(Items listed in a dataset)
[Start of section]

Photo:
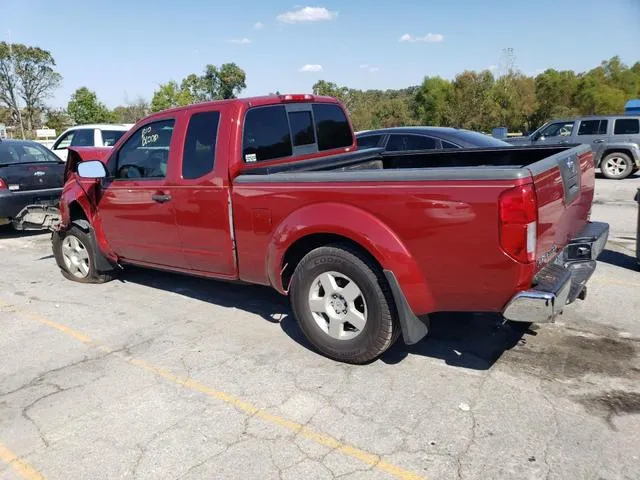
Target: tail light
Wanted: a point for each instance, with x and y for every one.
(518, 223)
(296, 97)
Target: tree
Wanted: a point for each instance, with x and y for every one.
(472, 105)
(231, 80)
(26, 73)
(170, 95)
(432, 101)
(9, 84)
(214, 84)
(84, 108)
(58, 119)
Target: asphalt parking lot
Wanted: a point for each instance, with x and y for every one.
(157, 376)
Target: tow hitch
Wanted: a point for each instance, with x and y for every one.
(37, 217)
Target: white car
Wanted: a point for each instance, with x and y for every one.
(100, 135)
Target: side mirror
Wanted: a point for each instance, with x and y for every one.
(92, 169)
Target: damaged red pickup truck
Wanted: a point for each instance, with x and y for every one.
(272, 190)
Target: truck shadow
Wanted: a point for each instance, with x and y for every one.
(474, 341)
(467, 340)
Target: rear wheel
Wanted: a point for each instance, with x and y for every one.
(74, 254)
(343, 304)
(617, 166)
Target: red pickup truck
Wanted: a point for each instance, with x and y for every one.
(273, 190)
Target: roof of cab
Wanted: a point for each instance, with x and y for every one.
(253, 102)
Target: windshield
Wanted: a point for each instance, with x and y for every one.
(12, 153)
(478, 139)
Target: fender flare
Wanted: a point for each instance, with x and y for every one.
(361, 227)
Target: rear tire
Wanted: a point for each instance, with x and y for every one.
(74, 253)
(616, 166)
(343, 304)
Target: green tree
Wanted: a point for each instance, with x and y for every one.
(131, 113)
(432, 101)
(84, 108)
(26, 73)
(231, 80)
(58, 119)
(472, 104)
(170, 95)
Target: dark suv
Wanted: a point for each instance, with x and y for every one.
(615, 140)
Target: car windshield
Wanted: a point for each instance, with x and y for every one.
(12, 153)
(478, 139)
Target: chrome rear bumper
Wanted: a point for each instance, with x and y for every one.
(561, 282)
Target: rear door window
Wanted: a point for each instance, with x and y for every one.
(110, 137)
(301, 128)
(83, 138)
(266, 134)
(145, 154)
(199, 153)
(369, 141)
(399, 142)
(593, 127)
(332, 126)
(626, 126)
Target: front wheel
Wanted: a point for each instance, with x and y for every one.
(617, 166)
(343, 304)
(74, 254)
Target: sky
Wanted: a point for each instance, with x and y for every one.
(123, 49)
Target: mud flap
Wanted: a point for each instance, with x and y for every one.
(36, 217)
(413, 328)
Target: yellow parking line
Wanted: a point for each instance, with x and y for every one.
(363, 456)
(20, 467)
(611, 281)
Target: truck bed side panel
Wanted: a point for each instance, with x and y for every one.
(450, 228)
(564, 195)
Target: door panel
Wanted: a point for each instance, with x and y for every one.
(203, 215)
(139, 228)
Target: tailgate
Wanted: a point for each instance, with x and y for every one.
(32, 176)
(564, 186)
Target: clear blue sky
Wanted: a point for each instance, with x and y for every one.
(123, 49)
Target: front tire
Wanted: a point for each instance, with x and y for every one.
(74, 253)
(343, 304)
(617, 166)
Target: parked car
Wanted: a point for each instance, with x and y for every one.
(31, 179)
(273, 191)
(614, 139)
(102, 135)
(399, 139)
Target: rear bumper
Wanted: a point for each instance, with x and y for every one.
(11, 203)
(563, 281)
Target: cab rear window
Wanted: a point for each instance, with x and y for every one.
(281, 131)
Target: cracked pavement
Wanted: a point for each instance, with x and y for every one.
(474, 400)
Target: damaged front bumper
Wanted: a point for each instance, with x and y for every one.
(37, 217)
(563, 281)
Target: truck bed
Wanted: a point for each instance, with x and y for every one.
(443, 206)
(375, 165)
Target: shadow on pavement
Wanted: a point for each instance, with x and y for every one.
(618, 259)
(465, 340)
(7, 231)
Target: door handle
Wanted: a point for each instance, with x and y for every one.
(161, 197)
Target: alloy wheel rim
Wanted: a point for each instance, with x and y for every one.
(338, 305)
(75, 256)
(616, 166)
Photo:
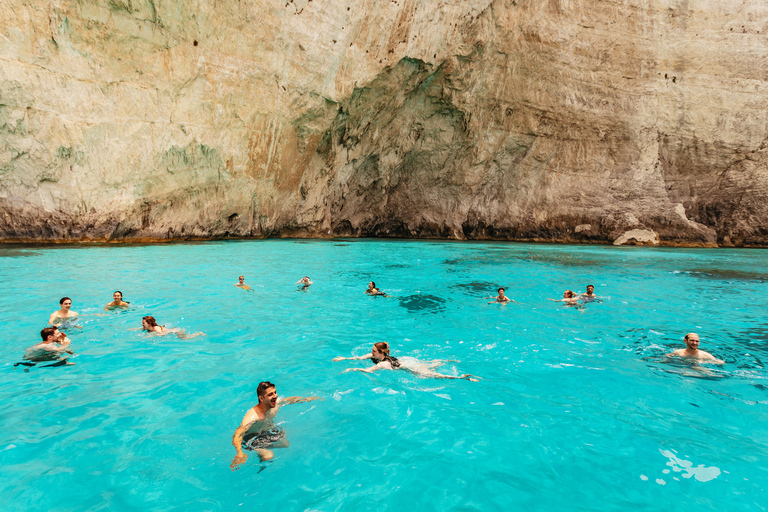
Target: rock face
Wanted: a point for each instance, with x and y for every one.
(633, 121)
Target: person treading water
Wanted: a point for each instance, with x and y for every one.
(149, 324)
(118, 301)
(692, 350)
(383, 361)
(55, 343)
(257, 432)
(63, 314)
(500, 298)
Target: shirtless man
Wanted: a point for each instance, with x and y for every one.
(65, 313)
(256, 432)
(589, 296)
(54, 342)
(692, 350)
(118, 302)
(241, 283)
(501, 298)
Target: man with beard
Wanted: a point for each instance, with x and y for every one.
(257, 432)
(692, 350)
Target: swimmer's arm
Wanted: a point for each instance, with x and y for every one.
(297, 399)
(351, 358)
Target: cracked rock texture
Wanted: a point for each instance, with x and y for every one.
(630, 121)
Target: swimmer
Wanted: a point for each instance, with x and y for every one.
(589, 296)
(118, 302)
(53, 345)
(500, 298)
(149, 324)
(256, 432)
(383, 361)
(692, 350)
(65, 313)
(570, 299)
(241, 283)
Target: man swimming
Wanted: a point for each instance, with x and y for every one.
(241, 283)
(589, 296)
(53, 345)
(383, 361)
(256, 432)
(692, 350)
(65, 313)
(501, 298)
(118, 301)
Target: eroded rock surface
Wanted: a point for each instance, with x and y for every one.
(566, 120)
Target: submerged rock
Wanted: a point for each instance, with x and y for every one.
(577, 121)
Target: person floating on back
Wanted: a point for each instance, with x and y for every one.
(63, 314)
(383, 361)
(149, 324)
(241, 283)
(304, 282)
(118, 301)
(589, 296)
(257, 432)
(692, 350)
(55, 343)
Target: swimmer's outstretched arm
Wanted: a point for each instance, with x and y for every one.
(297, 399)
(368, 356)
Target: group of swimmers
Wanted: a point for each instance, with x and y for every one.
(257, 431)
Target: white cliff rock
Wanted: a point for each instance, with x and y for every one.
(154, 119)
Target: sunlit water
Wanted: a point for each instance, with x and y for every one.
(576, 410)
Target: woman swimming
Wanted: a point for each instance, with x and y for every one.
(64, 314)
(118, 302)
(383, 361)
(149, 324)
(500, 298)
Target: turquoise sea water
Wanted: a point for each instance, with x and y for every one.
(577, 410)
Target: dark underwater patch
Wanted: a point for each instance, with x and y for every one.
(422, 303)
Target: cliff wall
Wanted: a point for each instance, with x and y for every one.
(630, 121)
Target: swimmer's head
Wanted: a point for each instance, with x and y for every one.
(380, 350)
(267, 393)
(148, 322)
(48, 332)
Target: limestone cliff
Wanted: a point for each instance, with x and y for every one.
(631, 121)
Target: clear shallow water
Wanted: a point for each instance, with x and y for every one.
(576, 411)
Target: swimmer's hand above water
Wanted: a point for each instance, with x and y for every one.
(237, 461)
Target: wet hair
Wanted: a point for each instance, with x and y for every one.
(47, 331)
(262, 388)
(150, 320)
(383, 347)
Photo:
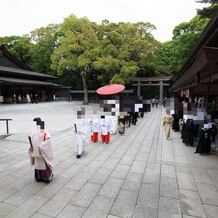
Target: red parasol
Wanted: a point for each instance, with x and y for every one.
(110, 89)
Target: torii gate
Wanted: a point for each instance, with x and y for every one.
(151, 81)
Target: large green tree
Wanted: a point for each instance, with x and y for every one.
(125, 49)
(172, 54)
(44, 42)
(77, 49)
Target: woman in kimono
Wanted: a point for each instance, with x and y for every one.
(95, 128)
(41, 153)
(106, 129)
(167, 123)
(83, 131)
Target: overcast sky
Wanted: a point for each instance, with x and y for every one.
(20, 17)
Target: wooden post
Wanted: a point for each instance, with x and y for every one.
(139, 88)
(161, 92)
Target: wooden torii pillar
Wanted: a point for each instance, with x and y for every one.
(151, 81)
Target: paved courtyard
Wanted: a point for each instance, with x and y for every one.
(137, 175)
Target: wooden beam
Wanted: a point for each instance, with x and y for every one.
(151, 79)
(152, 84)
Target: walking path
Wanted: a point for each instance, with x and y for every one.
(137, 175)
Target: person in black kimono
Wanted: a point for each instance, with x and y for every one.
(204, 144)
(175, 125)
(188, 133)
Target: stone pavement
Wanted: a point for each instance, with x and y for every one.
(137, 175)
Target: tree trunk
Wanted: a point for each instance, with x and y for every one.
(85, 89)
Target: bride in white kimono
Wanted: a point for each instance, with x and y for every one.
(41, 153)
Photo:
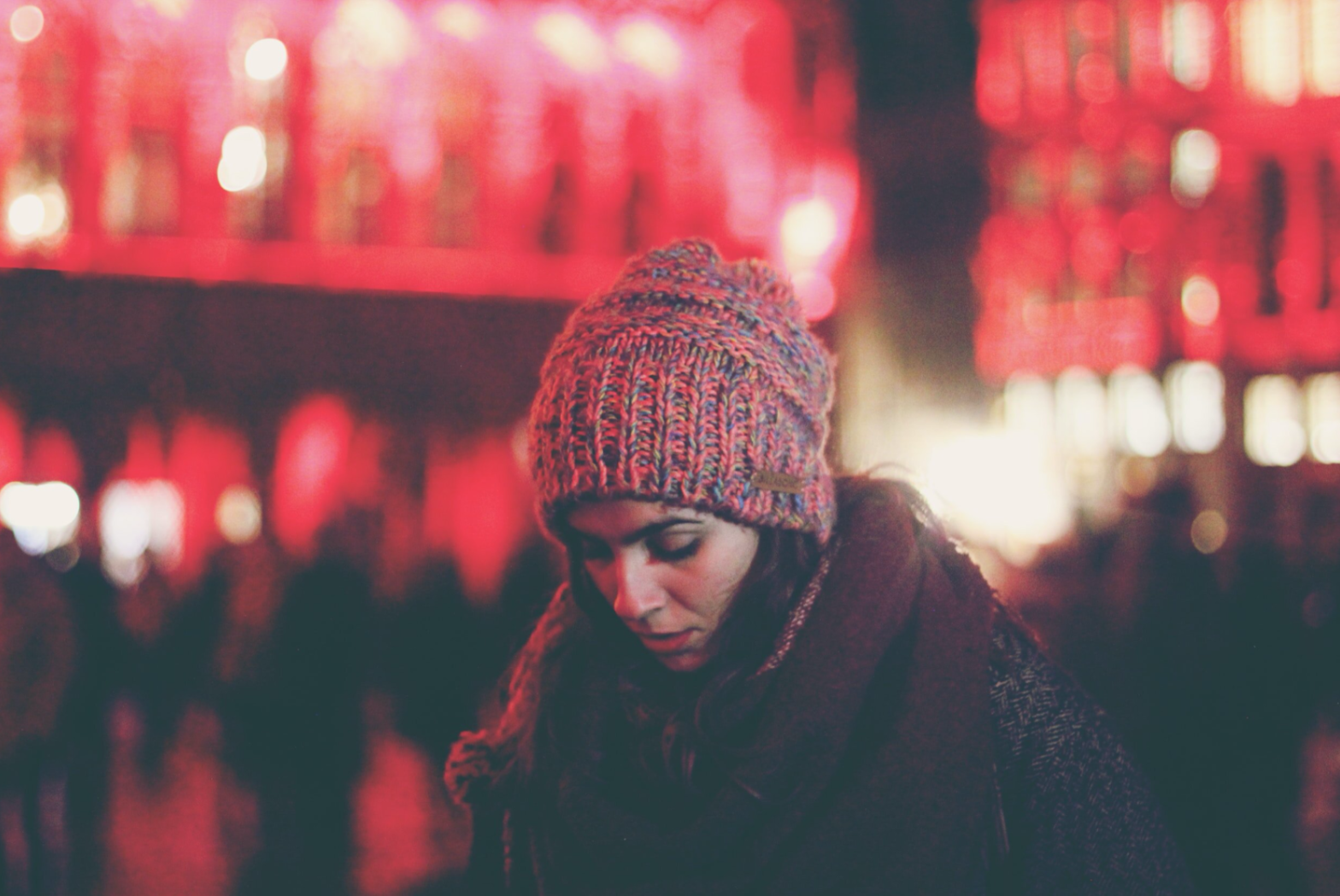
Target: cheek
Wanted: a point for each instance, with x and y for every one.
(603, 580)
(710, 591)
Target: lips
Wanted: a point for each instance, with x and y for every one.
(667, 641)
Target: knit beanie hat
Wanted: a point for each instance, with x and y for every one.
(693, 382)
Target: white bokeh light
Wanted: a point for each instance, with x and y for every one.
(266, 59)
(242, 165)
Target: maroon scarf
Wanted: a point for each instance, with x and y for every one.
(880, 778)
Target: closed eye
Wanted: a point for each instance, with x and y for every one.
(595, 551)
(673, 547)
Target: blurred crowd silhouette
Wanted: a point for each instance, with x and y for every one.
(1221, 670)
(280, 726)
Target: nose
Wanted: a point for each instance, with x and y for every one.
(637, 591)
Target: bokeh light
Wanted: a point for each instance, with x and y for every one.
(1196, 165)
(26, 23)
(238, 514)
(573, 40)
(461, 19)
(42, 516)
(650, 47)
(1209, 530)
(808, 231)
(1200, 301)
(266, 59)
(1273, 421)
(1196, 405)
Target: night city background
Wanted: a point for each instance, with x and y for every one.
(276, 278)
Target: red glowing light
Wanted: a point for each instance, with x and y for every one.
(1295, 278)
(477, 508)
(54, 457)
(1095, 78)
(11, 445)
(309, 468)
(816, 294)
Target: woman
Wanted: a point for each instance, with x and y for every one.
(759, 678)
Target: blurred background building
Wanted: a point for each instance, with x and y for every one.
(276, 278)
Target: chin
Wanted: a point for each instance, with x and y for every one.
(686, 662)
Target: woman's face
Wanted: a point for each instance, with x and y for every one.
(667, 572)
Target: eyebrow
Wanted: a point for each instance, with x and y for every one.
(644, 532)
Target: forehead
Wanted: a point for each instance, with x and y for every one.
(611, 520)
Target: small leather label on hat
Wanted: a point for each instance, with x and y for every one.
(778, 481)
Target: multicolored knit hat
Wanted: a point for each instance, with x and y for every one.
(695, 382)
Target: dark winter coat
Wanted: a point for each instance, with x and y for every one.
(918, 742)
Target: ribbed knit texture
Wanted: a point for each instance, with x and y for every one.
(695, 382)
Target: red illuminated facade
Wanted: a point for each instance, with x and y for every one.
(457, 146)
(1165, 184)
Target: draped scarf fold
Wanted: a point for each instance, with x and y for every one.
(877, 770)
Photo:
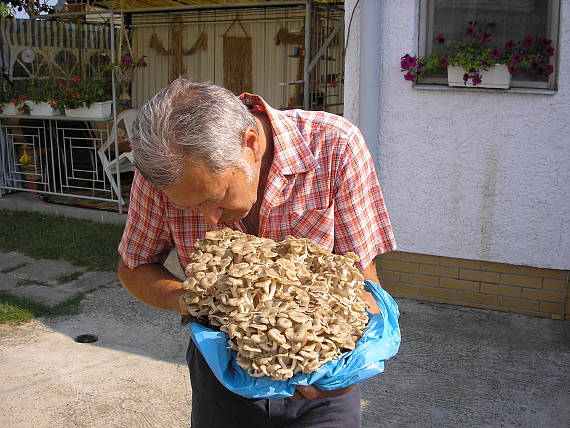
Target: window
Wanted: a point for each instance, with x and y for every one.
(510, 20)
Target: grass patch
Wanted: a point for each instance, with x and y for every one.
(28, 281)
(18, 310)
(64, 279)
(13, 268)
(80, 242)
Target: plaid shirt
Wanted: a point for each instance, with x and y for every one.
(321, 185)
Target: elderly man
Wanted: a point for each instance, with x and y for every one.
(206, 158)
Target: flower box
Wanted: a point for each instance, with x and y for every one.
(497, 77)
(9, 109)
(95, 110)
(41, 109)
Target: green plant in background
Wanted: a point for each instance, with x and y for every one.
(6, 90)
(90, 245)
(82, 92)
(476, 54)
(46, 91)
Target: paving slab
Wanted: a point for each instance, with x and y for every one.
(45, 270)
(90, 281)
(12, 259)
(46, 295)
(7, 282)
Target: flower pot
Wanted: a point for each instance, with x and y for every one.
(9, 109)
(95, 110)
(41, 109)
(497, 77)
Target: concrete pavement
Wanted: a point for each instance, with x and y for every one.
(456, 366)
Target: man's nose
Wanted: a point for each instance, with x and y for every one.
(212, 215)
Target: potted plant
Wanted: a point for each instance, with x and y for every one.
(475, 61)
(85, 98)
(42, 98)
(124, 70)
(7, 100)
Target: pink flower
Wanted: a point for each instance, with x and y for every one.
(476, 79)
(495, 53)
(470, 31)
(439, 38)
(126, 59)
(485, 37)
(408, 62)
(528, 40)
(516, 58)
(513, 69)
(510, 45)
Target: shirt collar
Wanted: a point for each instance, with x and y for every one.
(291, 154)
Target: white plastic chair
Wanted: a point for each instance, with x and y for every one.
(124, 162)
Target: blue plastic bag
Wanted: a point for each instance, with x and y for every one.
(379, 343)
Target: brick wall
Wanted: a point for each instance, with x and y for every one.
(498, 286)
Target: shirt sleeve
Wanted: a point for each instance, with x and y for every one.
(362, 224)
(146, 237)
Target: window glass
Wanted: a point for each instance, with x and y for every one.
(505, 20)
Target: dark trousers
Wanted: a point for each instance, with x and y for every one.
(215, 406)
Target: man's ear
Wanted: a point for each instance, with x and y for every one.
(251, 143)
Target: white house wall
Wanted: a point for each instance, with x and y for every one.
(478, 175)
(270, 63)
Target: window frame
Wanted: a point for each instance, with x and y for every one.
(425, 43)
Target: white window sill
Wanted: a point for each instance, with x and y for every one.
(534, 91)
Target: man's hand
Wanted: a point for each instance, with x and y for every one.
(311, 392)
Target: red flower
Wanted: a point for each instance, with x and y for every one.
(470, 31)
(513, 69)
(439, 38)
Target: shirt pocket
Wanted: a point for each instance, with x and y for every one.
(317, 225)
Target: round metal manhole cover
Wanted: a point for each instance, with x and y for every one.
(86, 338)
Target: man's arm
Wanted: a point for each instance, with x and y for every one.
(370, 274)
(154, 285)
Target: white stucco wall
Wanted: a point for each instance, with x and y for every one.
(480, 175)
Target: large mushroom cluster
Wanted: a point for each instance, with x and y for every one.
(287, 307)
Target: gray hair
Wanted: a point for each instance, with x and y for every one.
(189, 120)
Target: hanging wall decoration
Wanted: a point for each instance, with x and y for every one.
(237, 61)
(176, 51)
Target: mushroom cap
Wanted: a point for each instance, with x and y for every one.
(287, 307)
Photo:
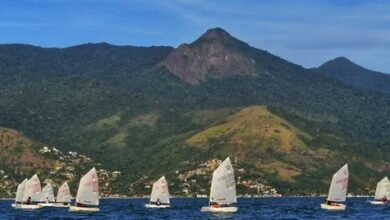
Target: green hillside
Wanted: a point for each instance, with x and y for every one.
(122, 107)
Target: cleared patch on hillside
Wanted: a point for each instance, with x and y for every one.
(17, 150)
(254, 126)
(116, 128)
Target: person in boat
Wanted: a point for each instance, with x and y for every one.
(384, 200)
(328, 202)
(215, 205)
(80, 204)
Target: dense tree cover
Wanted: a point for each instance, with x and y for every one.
(58, 96)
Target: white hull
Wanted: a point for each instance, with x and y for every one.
(337, 207)
(157, 206)
(83, 209)
(221, 209)
(46, 204)
(25, 206)
(374, 202)
(54, 205)
(59, 205)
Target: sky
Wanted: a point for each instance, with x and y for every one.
(306, 32)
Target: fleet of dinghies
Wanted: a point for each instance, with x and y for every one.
(223, 196)
(29, 195)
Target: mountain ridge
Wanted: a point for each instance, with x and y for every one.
(122, 104)
(348, 72)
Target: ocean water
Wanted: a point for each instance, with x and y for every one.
(249, 208)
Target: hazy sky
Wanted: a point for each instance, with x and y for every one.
(302, 31)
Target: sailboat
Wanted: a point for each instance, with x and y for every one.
(160, 195)
(63, 196)
(87, 198)
(338, 190)
(32, 194)
(47, 196)
(19, 193)
(223, 189)
(382, 192)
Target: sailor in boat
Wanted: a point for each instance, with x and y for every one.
(80, 204)
(384, 200)
(330, 203)
(215, 205)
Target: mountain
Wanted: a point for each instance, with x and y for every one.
(17, 151)
(139, 109)
(352, 74)
(216, 54)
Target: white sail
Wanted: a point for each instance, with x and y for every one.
(88, 192)
(382, 189)
(20, 191)
(63, 195)
(32, 189)
(339, 186)
(223, 185)
(160, 191)
(47, 194)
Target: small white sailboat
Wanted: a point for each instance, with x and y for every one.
(19, 193)
(160, 195)
(47, 196)
(382, 192)
(63, 196)
(223, 189)
(87, 199)
(32, 194)
(338, 190)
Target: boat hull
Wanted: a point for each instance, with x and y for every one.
(25, 206)
(83, 209)
(157, 206)
(46, 204)
(54, 205)
(337, 207)
(220, 209)
(374, 202)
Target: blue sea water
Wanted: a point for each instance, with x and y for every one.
(249, 208)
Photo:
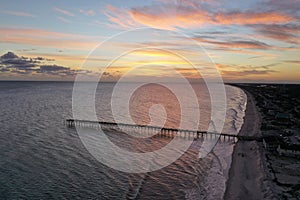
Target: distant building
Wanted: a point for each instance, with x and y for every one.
(289, 150)
(271, 143)
(283, 117)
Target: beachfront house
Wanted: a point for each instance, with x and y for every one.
(271, 143)
(289, 150)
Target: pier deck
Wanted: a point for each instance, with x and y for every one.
(164, 130)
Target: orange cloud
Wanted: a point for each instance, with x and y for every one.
(173, 16)
(244, 18)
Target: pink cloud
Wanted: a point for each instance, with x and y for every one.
(65, 12)
(189, 14)
(87, 12)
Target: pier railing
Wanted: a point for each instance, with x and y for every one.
(158, 130)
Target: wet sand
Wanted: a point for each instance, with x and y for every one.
(246, 174)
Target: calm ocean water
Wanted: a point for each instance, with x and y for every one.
(40, 158)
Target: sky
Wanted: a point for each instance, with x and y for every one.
(240, 41)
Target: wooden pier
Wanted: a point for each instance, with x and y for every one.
(171, 132)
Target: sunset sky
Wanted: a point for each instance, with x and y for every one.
(247, 41)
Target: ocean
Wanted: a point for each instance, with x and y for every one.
(42, 158)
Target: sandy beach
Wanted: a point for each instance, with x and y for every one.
(246, 175)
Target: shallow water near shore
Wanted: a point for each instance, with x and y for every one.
(41, 158)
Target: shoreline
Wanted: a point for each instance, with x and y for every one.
(246, 174)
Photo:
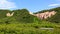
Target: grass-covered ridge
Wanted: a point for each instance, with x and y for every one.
(22, 22)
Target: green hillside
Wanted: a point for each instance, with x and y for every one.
(21, 22)
(55, 18)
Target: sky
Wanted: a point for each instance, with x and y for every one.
(31, 5)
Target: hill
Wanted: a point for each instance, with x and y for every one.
(55, 18)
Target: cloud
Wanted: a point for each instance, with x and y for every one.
(4, 4)
(54, 5)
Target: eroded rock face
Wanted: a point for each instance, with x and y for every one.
(45, 15)
(9, 15)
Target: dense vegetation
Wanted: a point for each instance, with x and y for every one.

[End of section]

EXERCISE INSTRUCTIONS:
Check each line above for the string "light", then copy the ones that have it.

ANSWER SECTION:
Target: tail light
Target: white bokeh light
Target: bokeh light
Target: red glowing light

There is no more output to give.